Data to process —
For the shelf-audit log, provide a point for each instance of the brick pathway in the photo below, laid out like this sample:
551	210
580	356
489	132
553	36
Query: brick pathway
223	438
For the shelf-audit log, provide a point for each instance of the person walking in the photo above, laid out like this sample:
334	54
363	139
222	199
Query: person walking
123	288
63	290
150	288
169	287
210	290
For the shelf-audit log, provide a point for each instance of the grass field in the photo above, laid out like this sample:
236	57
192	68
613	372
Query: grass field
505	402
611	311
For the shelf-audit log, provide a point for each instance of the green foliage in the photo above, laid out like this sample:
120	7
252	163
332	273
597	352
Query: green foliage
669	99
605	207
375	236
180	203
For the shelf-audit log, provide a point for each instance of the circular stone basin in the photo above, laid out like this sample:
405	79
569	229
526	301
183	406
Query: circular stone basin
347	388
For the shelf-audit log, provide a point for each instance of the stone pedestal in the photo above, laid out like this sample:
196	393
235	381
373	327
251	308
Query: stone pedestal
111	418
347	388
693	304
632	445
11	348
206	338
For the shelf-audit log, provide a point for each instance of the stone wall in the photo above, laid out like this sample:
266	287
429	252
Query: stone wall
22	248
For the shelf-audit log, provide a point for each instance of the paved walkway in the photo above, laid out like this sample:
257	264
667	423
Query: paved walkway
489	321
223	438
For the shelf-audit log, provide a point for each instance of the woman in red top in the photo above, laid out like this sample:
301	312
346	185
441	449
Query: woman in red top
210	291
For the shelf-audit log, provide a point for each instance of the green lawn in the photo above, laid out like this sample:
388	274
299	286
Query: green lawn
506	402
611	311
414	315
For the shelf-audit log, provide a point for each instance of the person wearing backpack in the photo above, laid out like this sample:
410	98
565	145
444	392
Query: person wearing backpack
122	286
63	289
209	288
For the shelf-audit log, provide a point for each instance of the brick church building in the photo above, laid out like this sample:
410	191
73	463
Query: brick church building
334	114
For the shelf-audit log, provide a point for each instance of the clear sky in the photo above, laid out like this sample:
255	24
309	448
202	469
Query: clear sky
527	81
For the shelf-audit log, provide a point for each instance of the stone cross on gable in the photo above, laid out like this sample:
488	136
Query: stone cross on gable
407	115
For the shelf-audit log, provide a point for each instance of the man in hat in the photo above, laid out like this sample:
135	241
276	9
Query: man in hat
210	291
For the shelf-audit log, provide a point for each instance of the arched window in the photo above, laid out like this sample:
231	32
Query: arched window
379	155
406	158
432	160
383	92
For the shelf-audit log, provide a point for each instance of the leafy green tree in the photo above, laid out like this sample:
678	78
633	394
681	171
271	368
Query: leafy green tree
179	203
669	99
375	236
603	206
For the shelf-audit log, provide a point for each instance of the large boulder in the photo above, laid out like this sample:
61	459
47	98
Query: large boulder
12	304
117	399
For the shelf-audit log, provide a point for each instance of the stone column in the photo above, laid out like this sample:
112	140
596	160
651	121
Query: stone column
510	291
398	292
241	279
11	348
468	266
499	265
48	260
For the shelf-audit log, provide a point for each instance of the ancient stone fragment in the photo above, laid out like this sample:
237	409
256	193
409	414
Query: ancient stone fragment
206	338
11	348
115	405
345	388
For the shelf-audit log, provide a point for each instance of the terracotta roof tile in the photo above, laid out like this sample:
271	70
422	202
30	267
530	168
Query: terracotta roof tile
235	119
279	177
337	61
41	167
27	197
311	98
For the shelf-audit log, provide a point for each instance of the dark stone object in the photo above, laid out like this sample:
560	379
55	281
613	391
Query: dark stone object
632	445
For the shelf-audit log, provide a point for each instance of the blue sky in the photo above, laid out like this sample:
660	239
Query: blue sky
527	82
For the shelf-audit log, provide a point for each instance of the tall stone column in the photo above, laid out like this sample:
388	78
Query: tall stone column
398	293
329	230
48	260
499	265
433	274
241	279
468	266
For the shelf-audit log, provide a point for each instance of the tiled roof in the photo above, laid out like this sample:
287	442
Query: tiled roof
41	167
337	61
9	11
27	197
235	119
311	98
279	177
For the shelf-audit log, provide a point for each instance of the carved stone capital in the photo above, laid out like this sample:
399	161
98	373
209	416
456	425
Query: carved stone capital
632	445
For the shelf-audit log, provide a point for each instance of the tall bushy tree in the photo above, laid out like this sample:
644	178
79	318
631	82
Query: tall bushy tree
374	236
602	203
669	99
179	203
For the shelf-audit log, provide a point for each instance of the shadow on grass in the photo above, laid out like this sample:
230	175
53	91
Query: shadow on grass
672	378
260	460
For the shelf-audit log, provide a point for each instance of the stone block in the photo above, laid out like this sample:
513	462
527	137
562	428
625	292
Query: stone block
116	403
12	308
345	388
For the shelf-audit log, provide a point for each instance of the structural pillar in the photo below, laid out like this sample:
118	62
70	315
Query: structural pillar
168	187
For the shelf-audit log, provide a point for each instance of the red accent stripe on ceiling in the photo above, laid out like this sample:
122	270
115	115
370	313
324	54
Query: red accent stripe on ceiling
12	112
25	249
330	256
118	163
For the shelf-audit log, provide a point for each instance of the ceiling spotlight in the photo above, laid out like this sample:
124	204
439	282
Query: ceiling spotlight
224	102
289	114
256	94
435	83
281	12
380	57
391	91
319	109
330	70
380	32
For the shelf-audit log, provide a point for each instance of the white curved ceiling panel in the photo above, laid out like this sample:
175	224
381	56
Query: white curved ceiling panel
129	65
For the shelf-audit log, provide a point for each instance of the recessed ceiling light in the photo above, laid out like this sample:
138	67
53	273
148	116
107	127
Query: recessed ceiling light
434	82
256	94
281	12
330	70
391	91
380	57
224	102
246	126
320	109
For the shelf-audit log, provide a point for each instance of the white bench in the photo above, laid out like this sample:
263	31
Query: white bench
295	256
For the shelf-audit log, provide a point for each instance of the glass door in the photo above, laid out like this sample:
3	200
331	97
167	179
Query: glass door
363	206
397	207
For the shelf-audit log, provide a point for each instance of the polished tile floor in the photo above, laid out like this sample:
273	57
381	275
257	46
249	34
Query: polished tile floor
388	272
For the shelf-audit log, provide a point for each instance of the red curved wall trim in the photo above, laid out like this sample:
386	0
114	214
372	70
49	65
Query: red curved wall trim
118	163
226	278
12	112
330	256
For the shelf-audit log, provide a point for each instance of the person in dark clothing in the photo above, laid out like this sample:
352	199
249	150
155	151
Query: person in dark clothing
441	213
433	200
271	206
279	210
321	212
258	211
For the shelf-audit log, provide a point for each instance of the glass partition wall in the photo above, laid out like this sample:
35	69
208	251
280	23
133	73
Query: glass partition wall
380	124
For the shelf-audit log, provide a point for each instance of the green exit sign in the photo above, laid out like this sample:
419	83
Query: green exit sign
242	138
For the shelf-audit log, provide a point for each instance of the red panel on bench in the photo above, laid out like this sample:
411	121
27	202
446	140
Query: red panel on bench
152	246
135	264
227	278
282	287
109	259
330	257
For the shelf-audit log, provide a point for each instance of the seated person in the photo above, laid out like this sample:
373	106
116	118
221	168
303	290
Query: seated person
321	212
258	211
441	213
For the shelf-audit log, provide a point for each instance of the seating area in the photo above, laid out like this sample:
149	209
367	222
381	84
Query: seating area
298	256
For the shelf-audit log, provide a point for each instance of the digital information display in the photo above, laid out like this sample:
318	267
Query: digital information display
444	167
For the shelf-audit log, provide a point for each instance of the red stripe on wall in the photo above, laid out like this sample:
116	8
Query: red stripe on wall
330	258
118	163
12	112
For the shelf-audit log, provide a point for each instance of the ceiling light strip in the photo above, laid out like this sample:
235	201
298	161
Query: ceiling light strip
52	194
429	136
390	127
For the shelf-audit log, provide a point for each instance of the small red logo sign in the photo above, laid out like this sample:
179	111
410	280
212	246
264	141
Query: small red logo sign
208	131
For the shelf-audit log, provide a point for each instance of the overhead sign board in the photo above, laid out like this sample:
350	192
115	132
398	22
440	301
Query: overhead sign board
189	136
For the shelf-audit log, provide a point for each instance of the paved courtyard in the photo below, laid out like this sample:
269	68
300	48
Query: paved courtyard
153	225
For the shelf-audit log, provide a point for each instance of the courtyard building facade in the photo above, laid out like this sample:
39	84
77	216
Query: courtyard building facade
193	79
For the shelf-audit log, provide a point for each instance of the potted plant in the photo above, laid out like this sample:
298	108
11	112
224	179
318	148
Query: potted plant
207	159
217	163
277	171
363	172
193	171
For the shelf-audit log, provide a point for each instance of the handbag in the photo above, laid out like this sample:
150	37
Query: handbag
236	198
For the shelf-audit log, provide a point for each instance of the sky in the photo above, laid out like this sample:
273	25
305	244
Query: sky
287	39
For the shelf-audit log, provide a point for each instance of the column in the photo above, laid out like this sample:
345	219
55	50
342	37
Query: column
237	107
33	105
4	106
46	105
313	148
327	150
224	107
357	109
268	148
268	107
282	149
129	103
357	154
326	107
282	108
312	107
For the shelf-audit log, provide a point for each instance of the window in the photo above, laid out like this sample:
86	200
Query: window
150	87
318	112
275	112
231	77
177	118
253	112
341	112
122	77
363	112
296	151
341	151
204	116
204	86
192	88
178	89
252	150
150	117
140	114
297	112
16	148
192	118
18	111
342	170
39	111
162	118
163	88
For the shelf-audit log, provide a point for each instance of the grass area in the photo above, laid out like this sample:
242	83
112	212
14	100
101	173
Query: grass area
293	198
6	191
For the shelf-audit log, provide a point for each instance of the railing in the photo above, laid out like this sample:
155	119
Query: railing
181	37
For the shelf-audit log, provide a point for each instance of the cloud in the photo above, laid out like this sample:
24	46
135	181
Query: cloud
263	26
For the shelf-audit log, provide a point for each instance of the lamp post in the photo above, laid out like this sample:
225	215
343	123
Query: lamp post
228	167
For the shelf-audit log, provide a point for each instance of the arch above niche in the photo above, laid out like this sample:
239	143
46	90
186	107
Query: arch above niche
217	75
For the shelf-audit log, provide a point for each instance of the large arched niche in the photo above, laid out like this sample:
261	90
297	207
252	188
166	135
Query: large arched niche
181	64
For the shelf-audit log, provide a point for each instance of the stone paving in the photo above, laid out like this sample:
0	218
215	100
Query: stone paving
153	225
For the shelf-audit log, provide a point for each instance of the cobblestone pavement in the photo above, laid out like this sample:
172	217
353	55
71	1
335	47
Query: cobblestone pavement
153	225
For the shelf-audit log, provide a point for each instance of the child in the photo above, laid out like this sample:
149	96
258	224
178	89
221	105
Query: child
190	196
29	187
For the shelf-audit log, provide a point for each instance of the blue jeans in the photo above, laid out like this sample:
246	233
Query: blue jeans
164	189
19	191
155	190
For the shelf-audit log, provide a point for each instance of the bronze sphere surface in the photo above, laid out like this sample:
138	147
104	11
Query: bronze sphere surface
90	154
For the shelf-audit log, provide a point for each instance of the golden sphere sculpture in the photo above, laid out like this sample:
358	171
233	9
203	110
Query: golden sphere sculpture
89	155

Aim of the task —
Whenever a line in the records above contains the string "below", copy that line.

Exercise solution —
For the shelf-audit log, provide a point for each instance of the brick pathway in the photo below, laid out like this sample:
For the shelf-audit log, provide a point for each instance of the structural pillar in the photo below, laid out like this sample:
For the shelf-audit log, provide a point for each instance of the paved courtyard in the photo below, laid out like this sample:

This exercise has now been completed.